## [EXTRACT TO READ]

-- -- --

Date: May 04, 2021 05:15AM
My new lows, my new baseline, is significantly higher than it was a couple months ago, so that's good.
What do I want? What have I been trying/waiting to extract from my parents? Am I just tacitly admitting that they still control my psyche?
I grew up in a very helicoptery house. They controlled what we did, who we were friends with, and even how we felt. Well, no one can control another person's feelings, but they can invalidate their feelings. My in particular did all of that; it's probably how she was raised. Inappropriate thoughts and feelings were shamed and scolded. They downloaded their whole worldview into us, not just the Mormonism.
I have early memories even before the masturbation started (I just read that sentence, and oh my God, I can't believe this is the way that I thought for so long) of my mother cornering me in the chapel or at home and angrily swatting me or getting in my face and threatening to swat me, telling me that Sister or Brother so-and-so was very upset with the way I behaved in class today. Was I a problem child? No, I was one of the quietest children, and I was expected to be one of the good children, because of whose son I was. So when I spoke up in an attempt to be like the other kids, I was noticed and singled out and they went straight for my parents to twist their ears to get me to behave to set an example for the other kids, because the adults always seemed to think I had some kind of magical exemplar effect on everyone else. They didn't know how apart from my peers and alone I felt most of the time. Those feelings go back to preschool. I don't know why, but I felt unwanted and like no one wanted to be my friend and like I was different somehow.
I felt that way at school, too. I had teachers jump down my throat, and I just wanted to melt into the walls and never be noticed again. I felt a little less that way at church, but a series of episodes like the one mentioned above plus those feelings at school made me decide to clam up by default from now on. That was the beginning of my anxiety-induced silence and conformity. My goal was to go unnoticed by being exactly whatever people saw when they looked at me.
Then the bishop's interview happened to become a deacon. The bishop asked me if I masturbated, and it freaked me out. I could tell he was stressed about asking me, but I didn't know what the word meant. He explained just enough for me to realize I was guilty, though at the time, I thought it meant tracing the lines of your dick and noticing that it was sensitive. I didn't know anything. None of it had ever been explained to me. But it started years of self-hatred for lying, because I lied to the bishop, and I didn't repent until I was seventeen. They made my father the bishop, the one man I was scared to death of disappointing.
Those years were hell. I had friends, but also I didn't, because I was too anxious to enjoy being in the moment. For a while I was scared that people would know what a freak I was. I started to get the sense that I was normal, but also that was when I started to get particularly religious, so knew the opinions of nonmembers didn't matter. I was different. I had the gift of the Holy Ghost. I had the priesthood. Although, I was unworthy, and so the feelings of guilt and separation and loneliness I had were deserved, maybe. I profaned everything with the touch of my unworthy hands - the sacrament, the blessing of the sacrament, the temple, the ordination to higher offices. When I came for the first time, I broke down and cried, because I thought I had broken something like my dick had leveled up. Whatever had just happened, I wasn't supposed to experience that yet. Had I ruined my hope for love and marriage? Was the devil enjoying his takeover of my body? I knew he was laughing for joy. I knew God was hanging his head in sorrow.

-- -- --

## [EXERCISE DATA]
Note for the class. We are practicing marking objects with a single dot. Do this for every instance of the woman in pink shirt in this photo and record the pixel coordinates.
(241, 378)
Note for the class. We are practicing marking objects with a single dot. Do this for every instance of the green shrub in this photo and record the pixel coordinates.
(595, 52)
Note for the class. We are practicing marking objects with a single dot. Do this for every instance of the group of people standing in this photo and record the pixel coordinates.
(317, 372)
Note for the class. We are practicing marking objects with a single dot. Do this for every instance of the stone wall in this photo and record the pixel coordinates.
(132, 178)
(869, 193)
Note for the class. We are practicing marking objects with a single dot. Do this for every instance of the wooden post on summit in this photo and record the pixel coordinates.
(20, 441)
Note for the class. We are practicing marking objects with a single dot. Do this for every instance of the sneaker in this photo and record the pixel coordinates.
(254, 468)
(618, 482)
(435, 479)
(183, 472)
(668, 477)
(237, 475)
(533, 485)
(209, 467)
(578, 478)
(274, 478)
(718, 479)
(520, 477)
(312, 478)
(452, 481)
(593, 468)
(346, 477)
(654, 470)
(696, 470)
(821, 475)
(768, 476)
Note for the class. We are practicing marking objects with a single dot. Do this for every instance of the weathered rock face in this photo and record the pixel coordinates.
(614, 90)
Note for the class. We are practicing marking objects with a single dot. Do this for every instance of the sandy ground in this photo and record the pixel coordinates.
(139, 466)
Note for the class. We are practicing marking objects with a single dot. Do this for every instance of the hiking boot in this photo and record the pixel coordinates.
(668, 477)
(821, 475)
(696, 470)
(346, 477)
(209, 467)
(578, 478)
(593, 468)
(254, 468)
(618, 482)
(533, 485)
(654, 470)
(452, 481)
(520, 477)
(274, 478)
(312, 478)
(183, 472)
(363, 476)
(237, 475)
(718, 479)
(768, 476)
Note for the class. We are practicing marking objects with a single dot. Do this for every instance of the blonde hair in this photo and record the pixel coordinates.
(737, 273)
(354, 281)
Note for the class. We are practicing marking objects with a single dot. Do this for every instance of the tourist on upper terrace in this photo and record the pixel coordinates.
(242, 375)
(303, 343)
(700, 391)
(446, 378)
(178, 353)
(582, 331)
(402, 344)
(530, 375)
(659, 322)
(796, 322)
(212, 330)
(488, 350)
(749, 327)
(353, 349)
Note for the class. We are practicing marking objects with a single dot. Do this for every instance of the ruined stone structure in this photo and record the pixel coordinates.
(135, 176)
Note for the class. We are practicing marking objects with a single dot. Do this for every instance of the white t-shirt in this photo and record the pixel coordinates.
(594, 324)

-- -- --

## [QUESTIONS ON THE MATERIAL]
1. Summarize the post about growing up in a controlling religious household in three sentences.
2. Resume the post about growing up in a controlling religious household, starting right after its final sentence.
Nothing in the entries matters here.

## [TASK ANSWERS]
1. The writer grew up in a very controlling household where the parents decided what the children did and whom they befriended, and invalidated their feelings. Expected to set an example because of whose son he was, he was singled out by church adults, and teachers jumped down his throat at school, so he fell into anxiety-induced silence and conformity to go unnoticed. After lying in a bishop's interview about masturbation, he endured years of self-hatred, guilt, and feelings of unworthiness, and he did not repent until he was seventeen.

2.
My feelings at school were intense shame and apartness from everyone else on top of the feelings I'd had since I was a kid. Girls? I wanted nothing to do with them. When they came near me, I quaked, because I was just afraid. I didn't want to look at them, touch them, talk to them, nothing, because it was a source of so much torment between me and the God in my head. I really did manage not to look at porn until after my mission, but I saw the golden disks that NASA sent up into space and I saw the simplistic cartoon pictures in some science books in the library and thought those counted as porn anyway.
My father was drained and emotionally distant at home. Mom was a straight up bitch half the time, because dad was drained and emotionally distant all the time. My most common memory of my dad in the evenings after school when he got home was him asleep in an armchair. When I did catch him awake in the morning, he was so cold and stone-faced. I thought he was angry at me. He couldn't know, because I hadn't told him anything, or could he? He was the bishop. I finally got the courage to tell him everything after I had read the Book of Mormon for the first time. I had the Moroni's Experience and everything. I was going to make my dad proud by being what he expected me to be finally, the person everyone thought I was. He told me the Lord had already forgiven me, and I thought: really? Just like that? You must not understand everything. The last five years of pain were just me being stupid? I wondered if I'd confessed everything. It filled me with resentment and doubt, but those were sins put in my heart by Satan to keep me addicted to self abuse. I tried to get along, but I was resentful, and it made me feel guilty again, even though I hadn't done anything new yet. My dad didn't understand. We started to have conversations at home about how guilty I felt. He figured that it must be a lot worse than I had said, but my feelings just didn't match the gravity of my crimes. That was my first inkling that something was wrong.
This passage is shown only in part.